■ **Short exercise 1**:
Answer these questions about the Largest Generation problem:
(a) What ID is the root fixed to?
(b) What does the sample output show?
(c) With what size is the node array declared in the code?

■ **Excerpt**:
* start *

1094 The Largest Generation (25 分)
A family hierarchy is usually presented by a pedigree tree where all the nodes on the same level belong to the same generation. Your task is to find the generation with the largest population.
Input Specification:
Each input file contains one test case. Each case starts with two positive integers N (<100) which is the total number of family members in the tree (and hence assume that all the members are numbered from 01 to N), and M (<N) which is the number of family members who have children. Then M lines follow, each contains the information of a family member in the following format:
ID K ID[1] ID[2] ... ID[K]
where ID
is a two-digit number representing a family member, K
(>0) is the number of his/her children, followed by a sequence of two-digit ID
's of his/her children. For the sake of simplicity, let us fix the root ID
to be 01
. All the numbers in a line are separated by a space.
Output Specification:
For each test case, print in one line the largest population number and the level of the corresponding generation. It is assumed that such a generation is unique, and the root level is defined to be 1.
Sample Input:
23 13
21 1 23
01 4 03 02 04 05
03 3 06 07 08
06 2 12 13
13 1 21
08 2 15 16
02 2 09 10
11 2 19 20
17 1 22
05 1 11
07 1 14
09 1 17
10 1 18
Sample Output:
9 4
#include<iostream>
#include<algorithm>
#include<vector>
#include<queue>
using namespace std;
struct Node{
int deep;
vector<int> child;
}node[110];
int n, m;
double p, r, temp = 0;
void bfs(int root, int deep){
node[root].deep = deep;
queue<int> q;
q.push(root);
while (!q.empty()){
int top = q.front();
q.pop();
if (temp < node[top].deep)
temp = node[top].deep;
if (node[top].child.size()!=0)
for (int i = 0; i < node[top].child.size(); i++){
node[node[top].child[i]].deep = node[top].deep + 1;
q.push(node[top].child[i]);
}
}
}
int main(){
scanf("%d %d", &n, &m);
int no, k, x;
for (int i = 0; i < m; i++){
scanf("%d %d", &no, &k);
for (int j = 0; j < k; j++){
scanf("%d", &x);
node[no].child.push_back(x);
}
}
bfs(1, 1);
int deep[110] = { 0 };
for (int i = 1; i <= n; i++)
deep[node[i].deep]++;
int num = 0, d;
for (int i = 1; i <= temp; i++){
if (num < deep[i]){
num = deep[i];
d = i;
}
}
printf("%d %d", num, d);
}

* end *

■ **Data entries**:
* start *

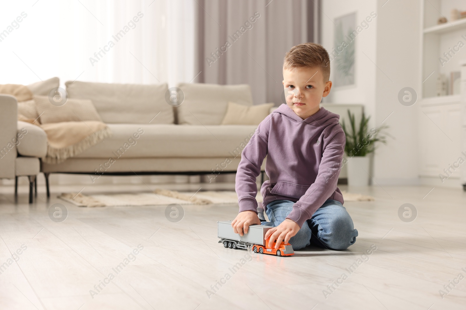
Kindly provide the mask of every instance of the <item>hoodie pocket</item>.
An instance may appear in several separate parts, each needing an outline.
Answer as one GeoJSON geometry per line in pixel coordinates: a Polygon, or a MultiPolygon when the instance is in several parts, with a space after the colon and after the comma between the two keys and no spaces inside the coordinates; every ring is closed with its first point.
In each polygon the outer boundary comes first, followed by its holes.
{"type": "Polygon", "coordinates": [[[272,188],[270,192],[272,194],[299,199],[306,193],[306,191],[310,186],[295,184],[285,181],[279,181],[272,188]]]}

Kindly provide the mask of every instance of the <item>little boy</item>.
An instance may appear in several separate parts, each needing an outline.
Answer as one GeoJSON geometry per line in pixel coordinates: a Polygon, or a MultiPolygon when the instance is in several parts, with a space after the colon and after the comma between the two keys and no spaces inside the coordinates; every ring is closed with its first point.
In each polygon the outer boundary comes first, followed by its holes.
{"type": "Polygon", "coordinates": [[[336,186],[346,142],[340,116],[319,107],[332,87],[329,54],[319,44],[297,45],[286,53],[283,73],[287,104],[261,122],[241,154],[240,212],[232,226],[241,236],[250,225],[274,226],[266,238],[269,246],[276,239],[276,248],[284,241],[294,250],[310,244],[344,250],[358,234],[336,186]],[[261,223],[256,178],[266,155],[270,179],[260,193],[271,222],[261,223]]]}

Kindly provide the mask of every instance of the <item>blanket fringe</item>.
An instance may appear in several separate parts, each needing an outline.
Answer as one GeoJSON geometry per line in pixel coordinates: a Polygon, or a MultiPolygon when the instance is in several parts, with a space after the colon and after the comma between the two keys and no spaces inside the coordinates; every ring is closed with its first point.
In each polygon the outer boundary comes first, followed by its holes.
{"type": "Polygon", "coordinates": [[[97,144],[101,139],[110,137],[112,134],[111,131],[108,126],[93,132],[82,140],[75,144],[67,146],[57,148],[47,143],[47,156],[42,158],[42,161],[47,164],[59,164],[64,161],[67,158],[82,153],[91,146],[97,144]]]}

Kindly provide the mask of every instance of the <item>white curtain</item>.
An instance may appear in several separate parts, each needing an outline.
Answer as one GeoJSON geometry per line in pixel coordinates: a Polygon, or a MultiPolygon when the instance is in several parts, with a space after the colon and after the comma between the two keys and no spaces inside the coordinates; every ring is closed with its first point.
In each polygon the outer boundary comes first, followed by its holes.
{"type": "Polygon", "coordinates": [[[293,46],[312,40],[314,29],[309,25],[314,16],[309,12],[313,12],[313,3],[306,0],[197,0],[197,3],[195,71],[201,73],[195,81],[247,84],[252,89],[254,104],[281,104],[283,58],[293,46]],[[227,41],[229,45],[224,47],[227,41]]]}
{"type": "Polygon", "coordinates": [[[4,2],[0,32],[8,33],[0,36],[0,83],[54,76],[62,85],[76,79],[170,86],[189,82],[195,75],[194,5],[193,0],[4,2]],[[7,28],[22,12],[27,16],[7,28]],[[117,41],[112,36],[122,30],[117,41]]]}
{"type": "MultiPolygon", "coordinates": [[[[194,0],[2,1],[0,84],[27,85],[55,76],[64,88],[65,82],[75,79],[167,82],[170,87],[189,82],[196,75],[194,5],[194,0]],[[117,41],[113,36],[122,30],[117,41]],[[111,47],[110,41],[114,44],[111,47]],[[107,51],[103,54],[101,49],[107,51]],[[96,62],[91,62],[91,58],[96,62]]],[[[146,183],[188,179],[142,178],[146,183]]],[[[88,176],[53,175],[50,181],[87,184],[89,180],[88,176]]],[[[43,184],[42,178],[39,181],[43,184]]],[[[128,182],[142,184],[137,177],[102,178],[100,183],[128,182]]]]}

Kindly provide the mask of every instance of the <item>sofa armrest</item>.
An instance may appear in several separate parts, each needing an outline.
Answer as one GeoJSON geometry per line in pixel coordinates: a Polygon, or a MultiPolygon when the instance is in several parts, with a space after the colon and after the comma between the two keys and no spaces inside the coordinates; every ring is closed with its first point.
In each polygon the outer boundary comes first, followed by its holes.
{"type": "Polygon", "coordinates": [[[10,95],[0,94],[0,178],[13,178],[16,175],[16,99],[10,95]]]}
{"type": "Polygon", "coordinates": [[[18,121],[18,152],[23,156],[45,157],[47,153],[47,135],[44,130],[30,123],[18,121]]]}

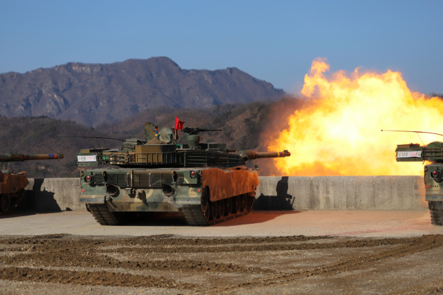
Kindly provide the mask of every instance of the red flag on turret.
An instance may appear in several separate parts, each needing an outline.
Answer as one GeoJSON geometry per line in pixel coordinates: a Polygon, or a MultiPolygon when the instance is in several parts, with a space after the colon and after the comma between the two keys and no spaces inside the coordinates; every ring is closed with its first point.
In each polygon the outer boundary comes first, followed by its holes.
{"type": "Polygon", "coordinates": [[[179,118],[175,116],[175,130],[181,130],[183,129],[183,124],[184,122],[181,122],[179,120],[179,118]]]}

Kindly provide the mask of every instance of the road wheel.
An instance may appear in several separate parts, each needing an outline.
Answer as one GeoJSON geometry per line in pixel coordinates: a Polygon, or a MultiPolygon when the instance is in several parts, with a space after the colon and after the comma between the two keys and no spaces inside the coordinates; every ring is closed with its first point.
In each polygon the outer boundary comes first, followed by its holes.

* end *

■ **Short exercise 2**:
In the listing, start at the line containing "Kindly provide the mask of every instance of the road" and continue to the end of the listing. Rewrite those lines, replacing "separate" with "distinct" and leaving everything else unchanged.

■ **Expected answer 1**:
(a) 01
(b) 9 4
(c) 110

■ **Expected answer 2**:
Kindly provide the mask of every instance of the road wheel.
An instance may appear in several distinct parts, each needing an outline.
Answer as one GeoJSON geometry per line in pixel coordinates: a Polygon, or a MultiPolygon when the instance is in several parts, with a space after the colon and after the comma between the two keys and no spaces inside the coordinates; every ring is closed with its first point.
In each polygon the outer boundary comes first, followed by its holes.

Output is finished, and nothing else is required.